**Problem statement**:
Reproduce the entries that follow exactly. No picture should appear in the result.

(Beginning of Input material)

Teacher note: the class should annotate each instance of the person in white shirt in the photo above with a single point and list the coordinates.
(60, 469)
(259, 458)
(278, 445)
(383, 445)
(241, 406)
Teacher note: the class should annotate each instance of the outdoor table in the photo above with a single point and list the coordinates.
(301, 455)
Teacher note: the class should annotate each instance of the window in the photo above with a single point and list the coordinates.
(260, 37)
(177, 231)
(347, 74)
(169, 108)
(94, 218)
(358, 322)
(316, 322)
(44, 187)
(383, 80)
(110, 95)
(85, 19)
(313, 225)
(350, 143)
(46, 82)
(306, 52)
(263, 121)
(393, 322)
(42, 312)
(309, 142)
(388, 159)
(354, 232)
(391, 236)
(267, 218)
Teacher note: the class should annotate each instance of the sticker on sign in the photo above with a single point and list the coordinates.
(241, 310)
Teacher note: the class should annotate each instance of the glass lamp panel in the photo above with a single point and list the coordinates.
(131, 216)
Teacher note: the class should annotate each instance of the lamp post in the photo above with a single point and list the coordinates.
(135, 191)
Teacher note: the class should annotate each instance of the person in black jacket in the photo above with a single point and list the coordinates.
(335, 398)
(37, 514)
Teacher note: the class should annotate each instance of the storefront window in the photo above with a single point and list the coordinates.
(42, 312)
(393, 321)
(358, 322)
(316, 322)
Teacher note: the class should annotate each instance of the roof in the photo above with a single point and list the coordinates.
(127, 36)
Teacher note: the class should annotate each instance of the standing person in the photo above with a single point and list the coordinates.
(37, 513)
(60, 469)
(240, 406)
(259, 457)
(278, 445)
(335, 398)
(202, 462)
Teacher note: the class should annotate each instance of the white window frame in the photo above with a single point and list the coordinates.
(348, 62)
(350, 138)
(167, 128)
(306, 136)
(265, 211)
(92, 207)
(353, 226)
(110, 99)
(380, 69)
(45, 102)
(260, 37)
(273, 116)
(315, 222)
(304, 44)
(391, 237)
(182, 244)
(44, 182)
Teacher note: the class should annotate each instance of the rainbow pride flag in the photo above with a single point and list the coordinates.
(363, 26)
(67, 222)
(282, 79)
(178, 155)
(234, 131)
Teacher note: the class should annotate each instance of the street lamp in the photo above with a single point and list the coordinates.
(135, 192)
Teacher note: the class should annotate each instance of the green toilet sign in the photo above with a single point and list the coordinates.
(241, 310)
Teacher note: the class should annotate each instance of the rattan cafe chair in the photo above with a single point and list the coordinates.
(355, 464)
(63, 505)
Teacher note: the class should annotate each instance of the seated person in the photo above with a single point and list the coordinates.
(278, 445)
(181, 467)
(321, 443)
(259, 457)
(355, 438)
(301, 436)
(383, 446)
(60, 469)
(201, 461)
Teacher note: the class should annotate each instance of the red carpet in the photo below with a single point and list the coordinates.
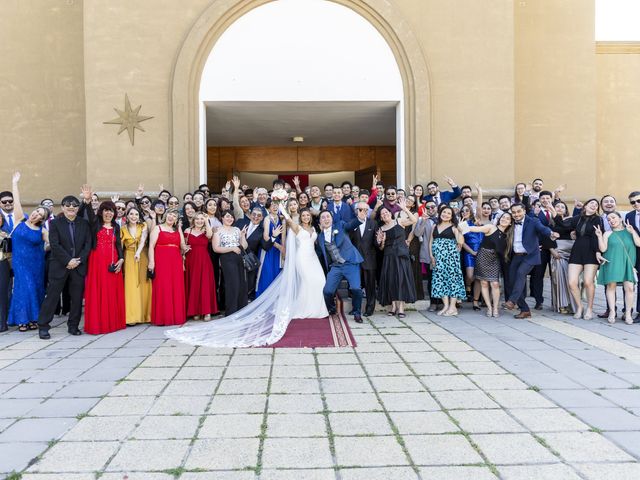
(331, 331)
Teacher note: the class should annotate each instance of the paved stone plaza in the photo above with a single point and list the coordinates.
(424, 398)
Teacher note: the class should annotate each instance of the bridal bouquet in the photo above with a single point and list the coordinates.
(279, 195)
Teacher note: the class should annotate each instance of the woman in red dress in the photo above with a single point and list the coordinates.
(200, 285)
(165, 260)
(104, 309)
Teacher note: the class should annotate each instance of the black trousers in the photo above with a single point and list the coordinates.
(5, 291)
(235, 282)
(537, 275)
(52, 297)
(369, 283)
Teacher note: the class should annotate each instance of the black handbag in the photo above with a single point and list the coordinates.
(250, 260)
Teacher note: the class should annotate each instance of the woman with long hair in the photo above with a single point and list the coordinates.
(397, 283)
(494, 249)
(166, 246)
(444, 247)
(584, 254)
(200, 285)
(104, 308)
(29, 241)
(561, 299)
(228, 242)
(271, 259)
(619, 250)
(472, 241)
(137, 286)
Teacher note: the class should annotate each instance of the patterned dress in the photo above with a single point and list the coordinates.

(End of Input material)

**Output for this task**:
Teacher note: the class should annotate each instance of the person in white shirt in the photo above with a single point and list the coordinates.
(60, 469)
(259, 458)
(278, 445)
(383, 445)
(241, 406)
Teacher note: the class should annotate each instance of the outdoor table in the photo above with a single point and list the coordinates.
(301, 455)
Teacher note: the class should annotate each instance of the window in the photo above with a single point and list the coordinates.
(260, 37)
(177, 231)
(347, 74)
(169, 108)
(94, 218)
(358, 322)
(316, 322)
(44, 187)
(383, 80)
(110, 95)
(85, 19)
(313, 225)
(350, 143)
(46, 82)
(306, 52)
(263, 121)
(393, 322)
(42, 312)
(309, 142)
(388, 159)
(354, 232)
(391, 236)
(267, 218)
Teacher note: the class should annotate each instance of the sticker on sign in the photo above with a single point and list the coordinates.
(241, 310)
Teacher note: the class should annotate each instance of the glass lamp panel in the photo above with a single point and list the coordinates.
(131, 216)
Teacher note: the class should annotate each instance of the lamp post in the photo above with a single point and list the coordinates.
(135, 191)
Teacher note: the class should annotate each instance of the person in black jacket in the photo above with a single point and list the coordinates.
(335, 398)
(37, 514)
Teacher note: the class should annotate each instance of the storefront window in the photo above with a single point and list the coordinates.
(42, 312)
(393, 321)
(358, 322)
(316, 322)
Teacher note: the class should annotate each instance of the roof in the photo above with a single point and list the coordinates.
(127, 36)
Teacher note: the class should annotate each instance of the standing person in the photo above with a single point and list the coordinates.
(37, 513)
(60, 469)
(240, 406)
(259, 457)
(278, 445)
(335, 398)
(202, 462)
Teacher note: the class should annotate each instance of the white window frame in the photo above with a single point and list the coordinates.
(348, 62)
(350, 138)
(167, 128)
(306, 136)
(265, 211)
(92, 207)
(353, 226)
(110, 99)
(380, 69)
(45, 102)
(260, 37)
(273, 116)
(315, 222)
(304, 44)
(391, 237)
(182, 244)
(44, 182)
Teacher note: the class should annotate each instance of the rainbow pride flag in the photo above with a single point and list the coordinates.
(363, 26)
(67, 222)
(282, 79)
(178, 155)
(234, 131)
Teacher note: the class should annotate each instance of the street lamp in the photo above with a single point and list the coordinates.
(135, 192)
Teacher note: the class should annotate each instance of the green toilet sign in the photo above with a single point and list the coordinates.
(241, 310)
Teacher note: the class should annotate each instance of the rattan cafe chair in the photo above with a single point and list the coordinates.
(355, 464)
(63, 505)
Teacher note: the class should annotate each instance of the seated person in the photo above with a single point and list the coordinates.
(278, 445)
(181, 467)
(321, 443)
(259, 457)
(355, 438)
(301, 436)
(383, 446)
(60, 469)
(201, 461)
Teacher note: the class should annotate each instance of the red carpet in the photo below with a single point and list the coordinates.
(331, 331)
Teacher note: the class should annotate each instance of the paved stone plaza in the photo above with a single point and list the coordinates.
(424, 398)
Teacher note: the class should annotate each instance of the bridal bouquet in the photo above with a single point and list the coordinates.
(279, 195)
Teacher note: the class should annotate each instance of the woman in red dress in the photo above with a single point and list the coordinates.
(200, 285)
(165, 260)
(104, 309)
Teacher note: the class should annotate each instance of the black trousers in the photo above with a single point and list the coordinates.
(5, 291)
(235, 282)
(537, 275)
(52, 297)
(369, 283)
Teacher note: the class should annotate each instance of the black handbag in the photo above with a single point and list the coordinates.
(250, 260)
Teacher note: the class should annotate each instance of the woman with long hair in the photo above with a single point and list the coordinates.
(397, 283)
(494, 249)
(166, 246)
(444, 247)
(584, 254)
(200, 285)
(104, 308)
(29, 241)
(561, 299)
(228, 242)
(271, 259)
(619, 250)
(472, 241)
(137, 286)
Teacher note: the class should annotate each instance of the patterned dress in the photo above with a single point and list the coordinates.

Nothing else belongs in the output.